Prompt
Apart from the images, reproduce every record word for word.

(Data under study Opens)

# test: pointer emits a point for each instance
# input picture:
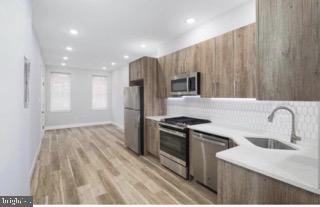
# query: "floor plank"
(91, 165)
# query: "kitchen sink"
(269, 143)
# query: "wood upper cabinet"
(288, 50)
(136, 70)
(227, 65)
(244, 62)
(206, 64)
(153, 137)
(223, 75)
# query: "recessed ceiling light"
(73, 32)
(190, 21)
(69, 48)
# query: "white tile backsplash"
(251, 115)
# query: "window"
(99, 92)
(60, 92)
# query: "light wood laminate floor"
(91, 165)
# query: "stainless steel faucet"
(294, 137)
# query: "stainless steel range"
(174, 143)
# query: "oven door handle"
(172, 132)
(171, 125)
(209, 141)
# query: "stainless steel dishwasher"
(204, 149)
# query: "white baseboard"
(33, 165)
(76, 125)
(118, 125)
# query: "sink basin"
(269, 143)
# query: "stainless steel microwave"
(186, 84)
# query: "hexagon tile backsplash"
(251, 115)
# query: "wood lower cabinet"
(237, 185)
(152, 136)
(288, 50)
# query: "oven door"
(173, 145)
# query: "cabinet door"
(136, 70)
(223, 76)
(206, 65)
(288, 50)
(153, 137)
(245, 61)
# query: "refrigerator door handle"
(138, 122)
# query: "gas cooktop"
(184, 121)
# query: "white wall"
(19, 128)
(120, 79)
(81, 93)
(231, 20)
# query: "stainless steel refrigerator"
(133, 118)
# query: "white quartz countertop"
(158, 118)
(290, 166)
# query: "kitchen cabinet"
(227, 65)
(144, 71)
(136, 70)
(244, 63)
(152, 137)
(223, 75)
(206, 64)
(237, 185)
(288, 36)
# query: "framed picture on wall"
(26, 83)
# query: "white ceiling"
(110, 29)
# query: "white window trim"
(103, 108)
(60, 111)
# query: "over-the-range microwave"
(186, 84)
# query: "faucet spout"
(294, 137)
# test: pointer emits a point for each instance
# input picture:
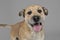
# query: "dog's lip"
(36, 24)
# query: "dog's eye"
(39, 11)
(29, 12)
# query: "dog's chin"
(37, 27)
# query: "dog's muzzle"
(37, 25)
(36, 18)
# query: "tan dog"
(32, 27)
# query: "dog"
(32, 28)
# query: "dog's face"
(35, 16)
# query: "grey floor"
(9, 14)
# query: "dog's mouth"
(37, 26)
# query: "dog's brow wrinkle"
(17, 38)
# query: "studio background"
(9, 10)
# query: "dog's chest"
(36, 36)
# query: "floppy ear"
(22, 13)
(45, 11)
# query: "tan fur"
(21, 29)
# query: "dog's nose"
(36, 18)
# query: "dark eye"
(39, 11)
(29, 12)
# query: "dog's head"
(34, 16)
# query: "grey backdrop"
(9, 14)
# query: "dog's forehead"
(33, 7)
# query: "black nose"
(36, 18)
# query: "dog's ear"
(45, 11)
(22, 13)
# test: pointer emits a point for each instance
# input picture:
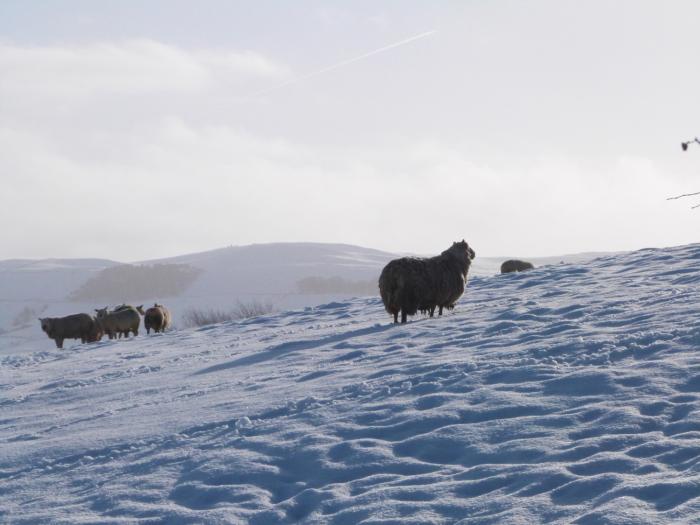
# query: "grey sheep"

(Data under study Closes)

Exercise solution
# test: pointer emits a point for each instance
# input picture:
# query: "floor plank"
(91, 165)
# query: "kitchen sink"
(269, 143)
# query: "wood upper cabinet"
(288, 50)
(136, 70)
(227, 65)
(244, 62)
(206, 64)
(153, 137)
(223, 75)
# query: "recessed ceiling light"
(73, 32)
(190, 21)
(69, 48)
# query: "white tile backsplash"
(251, 115)
# query: "window"
(99, 92)
(60, 92)
# query: "light wood laminate floor"
(91, 165)
# query: "stainless steel faucet"
(294, 137)
# query: "stainless steel range"
(174, 143)
# query: "oven door handle"
(172, 132)
(171, 125)
(209, 141)
# query: "stainless steel dishwasher"
(204, 149)
# query: "white baseboard"
(33, 165)
(76, 125)
(118, 125)
# query: "sink basin"
(269, 143)
# query: "stainless steel microwave"
(186, 84)
# query: "hexagon tile backsplash"
(251, 115)
# query: "wood lower cabinet"
(237, 185)
(152, 136)
(288, 50)
# query: "oven door"
(173, 145)
# query: "cabinet door"
(136, 70)
(223, 76)
(206, 65)
(288, 50)
(153, 137)
(245, 61)
# query: "refrigerator door handle"
(138, 122)
# query: "gas cooktop"
(184, 121)
# query: "white wall"
(19, 128)
(120, 79)
(81, 93)
(231, 20)
# query: "stainless steel refrigerator"
(133, 118)
# query: "white quartz countertop"
(158, 118)
(290, 166)
# query: "kitchen cabinet"
(227, 65)
(144, 71)
(136, 70)
(244, 63)
(152, 137)
(223, 75)
(206, 64)
(237, 185)
(288, 36)
# query: "framed picture on wall"
(26, 83)
# query: "white ceiling"
(110, 29)
# query: "white window trim"
(103, 108)
(60, 111)
# query: "over-the-range microwave"
(186, 84)
# query: "faucet spout"
(294, 137)
# test: pointer emits a point for each instance
# input picture:
# query: "dog's lip"
(36, 24)
# query: "dog's eye"
(39, 11)
(29, 12)
# query: "dog's chin"
(37, 27)
# query: "dog's muzzle"
(37, 25)
(36, 18)
# query: "tan dog"
(32, 27)
# query: "dog"
(32, 28)
# query: "dog's face"
(35, 16)
# query: "grey floor"
(9, 14)
# query: "dog's mouth"
(37, 26)
# query: "dog's brow wrinkle"
(17, 38)
# query: "studio background"
(9, 10)
# query: "dog's chest"
(36, 36)
# query: "floppy ear"
(22, 13)
(45, 11)
# query: "tan fur"
(21, 29)
# query: "dog's nose"
(36, 18)
# query: "dark eye"
(39, 11)
(29, 12)
# query: "dog's head"
(34, 16)
# query: "grey backdrop"
(9, 14)
# query: "dog's forehead"
(33, 7)
# query: "black nose"
(36, 18)
# query: "dog's ear"
(45, 11)
(22, 13)
# test: pointer emits a point for each instance
# input picture:
# query: "grey sheep"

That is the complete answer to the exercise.